— Requirement —
Copy the lines below, starting at the one that contains "teeth and record the coordinates." and ending at the last line of the records, with the requests included. Shift each coordinate in the answers by adding 146 to it, and leave out the pictures.

— The data —
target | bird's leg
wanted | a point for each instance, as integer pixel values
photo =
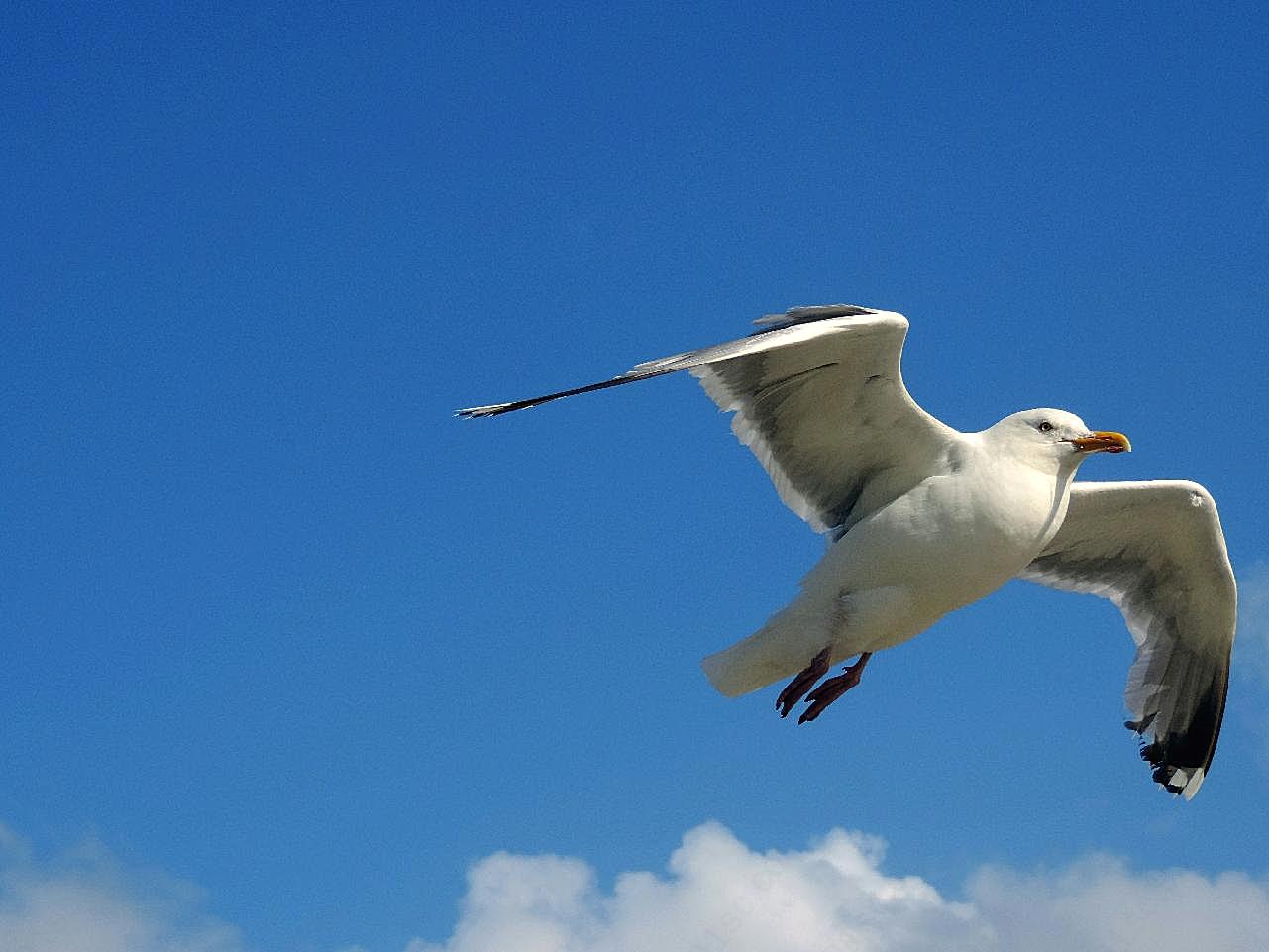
(834, 688)
(795, 688)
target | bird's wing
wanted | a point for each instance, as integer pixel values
(820, 400)
(1156, 550)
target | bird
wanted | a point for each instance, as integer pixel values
(921, 519)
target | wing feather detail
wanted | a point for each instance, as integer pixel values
(818, 398)
(1157, 553)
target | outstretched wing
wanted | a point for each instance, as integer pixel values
(1156, 550)
(820, 400)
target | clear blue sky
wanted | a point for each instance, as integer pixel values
(276, 626)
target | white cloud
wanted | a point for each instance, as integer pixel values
(721, 897)
(82, 901)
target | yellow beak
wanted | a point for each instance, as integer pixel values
(1103, 439)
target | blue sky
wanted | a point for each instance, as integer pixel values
(290, 653)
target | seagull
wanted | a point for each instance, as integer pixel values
(922, 519)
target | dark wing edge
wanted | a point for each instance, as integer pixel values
(773, 328)
(1157, 553)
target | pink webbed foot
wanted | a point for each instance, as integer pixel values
(832, 688)
(795, 688)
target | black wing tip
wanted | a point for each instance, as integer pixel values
(475, 413)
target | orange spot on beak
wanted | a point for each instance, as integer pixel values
(1107, 441)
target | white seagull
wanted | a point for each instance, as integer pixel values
(922, 519)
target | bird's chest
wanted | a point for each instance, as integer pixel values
(965, 536)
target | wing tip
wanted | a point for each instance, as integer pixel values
(474, 413)
(812, 312)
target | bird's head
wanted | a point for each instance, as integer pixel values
(1053, 434)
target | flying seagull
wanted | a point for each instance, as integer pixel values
(922, 519)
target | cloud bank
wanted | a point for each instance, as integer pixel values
(721, 897)
(716, 895)
(82, 901)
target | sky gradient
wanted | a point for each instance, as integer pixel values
(290, 653)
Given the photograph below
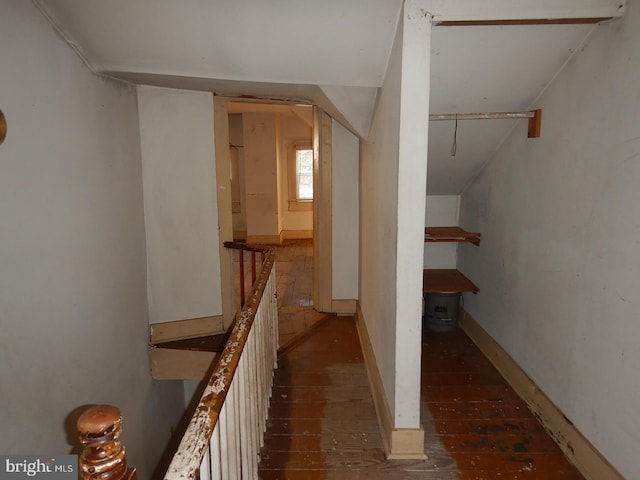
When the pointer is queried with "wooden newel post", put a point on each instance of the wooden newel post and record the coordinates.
(103, 456)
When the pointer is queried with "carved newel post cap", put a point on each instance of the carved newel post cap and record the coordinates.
(103, 457)
(98, 419)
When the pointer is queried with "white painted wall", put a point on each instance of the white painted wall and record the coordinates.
(378, 212)
(558, 267)
(345, 205)
(180, 202)
(261, 180)
(441, 211)
(392, 219)
(73, 305)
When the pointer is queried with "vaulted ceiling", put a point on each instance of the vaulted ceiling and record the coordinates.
(334, 53)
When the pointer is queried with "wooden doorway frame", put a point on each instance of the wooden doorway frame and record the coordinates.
(322, 205)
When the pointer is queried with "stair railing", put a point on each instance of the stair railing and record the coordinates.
(226, 432)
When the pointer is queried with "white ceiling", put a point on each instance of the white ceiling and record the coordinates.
(333, 53)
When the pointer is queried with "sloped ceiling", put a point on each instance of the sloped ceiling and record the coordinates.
(332, 53)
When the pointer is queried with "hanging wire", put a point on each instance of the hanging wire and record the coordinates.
(454, 145)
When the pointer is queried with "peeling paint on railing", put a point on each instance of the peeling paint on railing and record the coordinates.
(194, 446)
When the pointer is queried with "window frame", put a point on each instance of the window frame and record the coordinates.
(293, 202)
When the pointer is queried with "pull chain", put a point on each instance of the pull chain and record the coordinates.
(454, 145)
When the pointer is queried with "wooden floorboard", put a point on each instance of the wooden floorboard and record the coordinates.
(322, 422)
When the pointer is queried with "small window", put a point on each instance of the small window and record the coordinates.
(300, 176)
(304, 175)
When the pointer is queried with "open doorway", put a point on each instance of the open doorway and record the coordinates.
(271, 155)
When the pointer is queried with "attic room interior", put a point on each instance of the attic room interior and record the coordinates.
(127, 111)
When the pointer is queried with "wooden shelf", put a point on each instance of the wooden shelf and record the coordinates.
(446, 281)
(450, 234)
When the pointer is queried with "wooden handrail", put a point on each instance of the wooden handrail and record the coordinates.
(241, 276)
(103, 456)
(195, 443)
(250, 247)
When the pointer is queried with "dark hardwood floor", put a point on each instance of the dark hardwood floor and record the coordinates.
(322, 422)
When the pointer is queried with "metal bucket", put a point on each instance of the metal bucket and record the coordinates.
(442, 311)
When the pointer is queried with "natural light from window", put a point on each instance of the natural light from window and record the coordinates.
(304, 175)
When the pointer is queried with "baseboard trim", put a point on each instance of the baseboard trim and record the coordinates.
(343, 307)
(189, 328)
(575, 446)
(398, 443)
(296, 234)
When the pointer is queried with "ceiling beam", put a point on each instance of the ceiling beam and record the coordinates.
(525, 12)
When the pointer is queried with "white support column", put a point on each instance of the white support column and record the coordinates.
(407, 438)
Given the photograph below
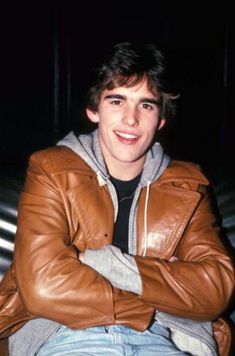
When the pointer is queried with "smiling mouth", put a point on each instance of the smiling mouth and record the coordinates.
(126, 136)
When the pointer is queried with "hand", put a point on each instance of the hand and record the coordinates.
(81, 256)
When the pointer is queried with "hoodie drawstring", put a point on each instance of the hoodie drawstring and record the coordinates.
(100, 179)
(145, 218)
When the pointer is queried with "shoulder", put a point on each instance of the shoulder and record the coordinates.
(181, 172)
(57, 158)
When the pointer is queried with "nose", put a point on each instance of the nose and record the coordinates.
(130, 116)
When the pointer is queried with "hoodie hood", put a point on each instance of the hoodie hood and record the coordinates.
(88, 148)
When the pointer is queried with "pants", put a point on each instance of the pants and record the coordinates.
(115, 340)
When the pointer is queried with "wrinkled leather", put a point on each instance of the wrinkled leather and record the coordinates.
(63, 210)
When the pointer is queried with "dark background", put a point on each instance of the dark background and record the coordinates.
(47, 51)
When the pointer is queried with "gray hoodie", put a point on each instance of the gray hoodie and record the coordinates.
(120, 269)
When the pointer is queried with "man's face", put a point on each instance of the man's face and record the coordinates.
(128, 118)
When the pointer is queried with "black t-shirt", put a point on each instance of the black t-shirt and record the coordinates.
(125, 192)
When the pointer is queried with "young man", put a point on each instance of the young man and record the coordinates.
(117, 250)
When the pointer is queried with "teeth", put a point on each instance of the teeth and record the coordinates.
(126, 135)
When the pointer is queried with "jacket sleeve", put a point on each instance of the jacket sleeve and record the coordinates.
(53, 283)
(199, 281)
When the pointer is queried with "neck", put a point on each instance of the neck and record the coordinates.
(124, 170)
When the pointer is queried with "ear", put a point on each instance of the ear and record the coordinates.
(162, 123)
(92, 115)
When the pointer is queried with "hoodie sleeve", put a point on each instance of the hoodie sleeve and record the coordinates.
(119, 268)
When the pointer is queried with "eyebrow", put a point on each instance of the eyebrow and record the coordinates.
(123, 97)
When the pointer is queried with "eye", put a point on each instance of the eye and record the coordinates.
(147, 106)
(115, 102)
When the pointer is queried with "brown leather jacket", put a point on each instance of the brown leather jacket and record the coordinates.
(64, 210)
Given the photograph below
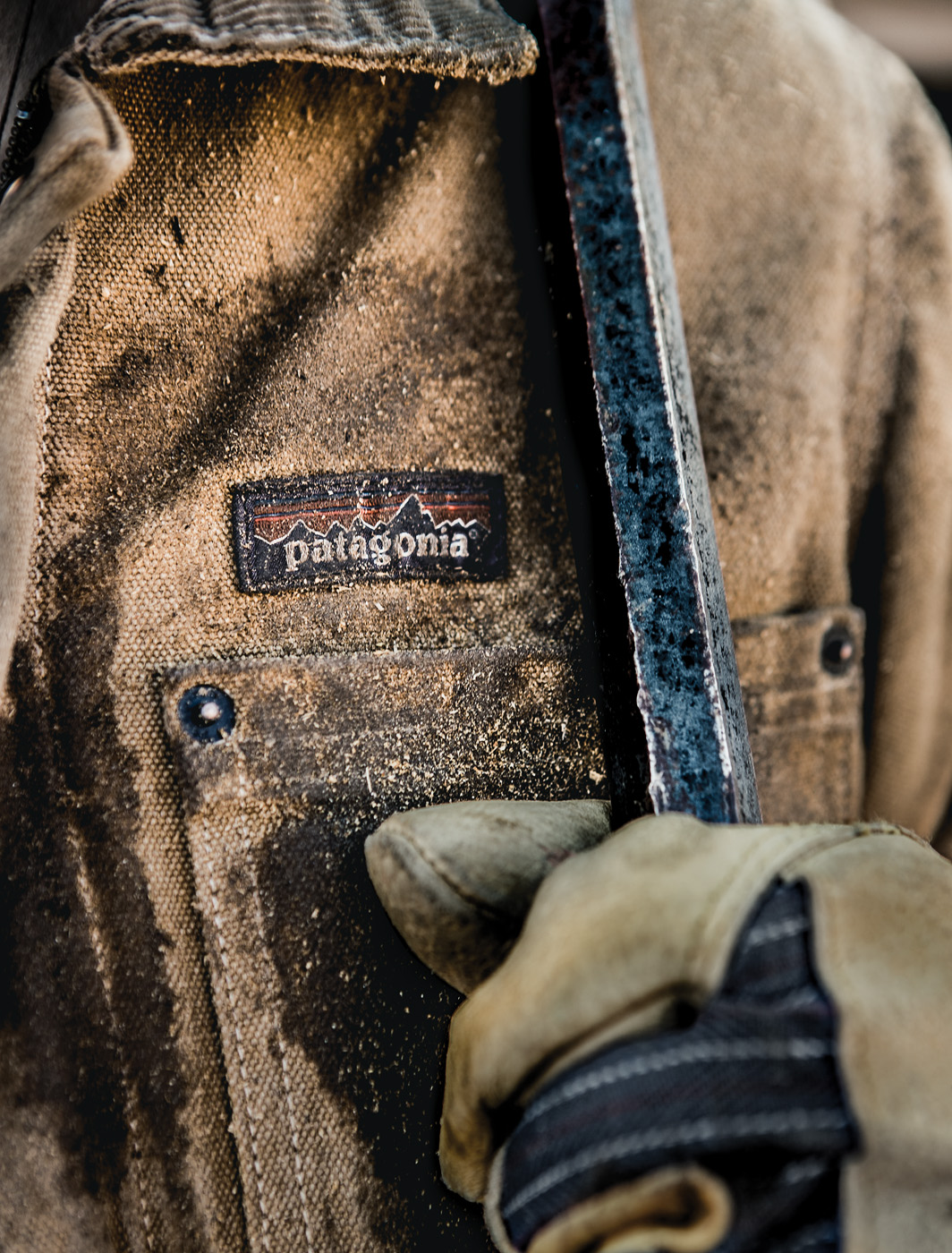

— Solution —
When the pointer is queried with "teeth", put a point on each instance of the teeth and record the coordinates.
(272, 281)
When the pointer is queried with "jacket sleeve", put a point on each instance of the jacket sleeve and record the coordinates.
(199, 429)
(345, 427)
When the pointer is queried with "neck", put a point on each instance of the neck and record the coordinates.
(270, 316)
When the pointer is queried with "ear", put a point on each instance of the ear and record the coordinates.
(308, 269)
(238, 261)
When the pointer is queried with "hoodie sleeve", put a point on each instance of the hoodie sleeve and record the coordinates.
(265, 414)
When the pointer is queried with "eyebrow", put a point on each instance of the eyebrow and record the coordinates.
(269, 243)
When the pointer is queried with "eye", put a point on each instance of the eye and record the coordinates.
(293, 252)
(261, 248)
When the pointer is queried with "brown leather jacket", put a point on each instance of the brown leather jacket and record the coordinates.
(210, 356)
Given the photograph below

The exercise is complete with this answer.